> **TASK MATERIAL**
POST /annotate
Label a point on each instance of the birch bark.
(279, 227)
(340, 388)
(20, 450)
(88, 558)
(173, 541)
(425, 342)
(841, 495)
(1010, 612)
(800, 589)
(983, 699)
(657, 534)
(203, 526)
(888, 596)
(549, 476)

> **PROBLEM DETAILS**
Reproduce the whole listing, exactly.

> **EXERCISE ANSWER**
POST /annotate
Label a point on each instance of the birch bark.
(279, 227)
(340, 388)
(20, 450)
(88, 558)
(173, 541)
(425, 342)
(841, 495)
(1010, 612)
(800, 589)
(983, 699)
(657, 534)
(203, 526)
(888, 596)
(549, 476)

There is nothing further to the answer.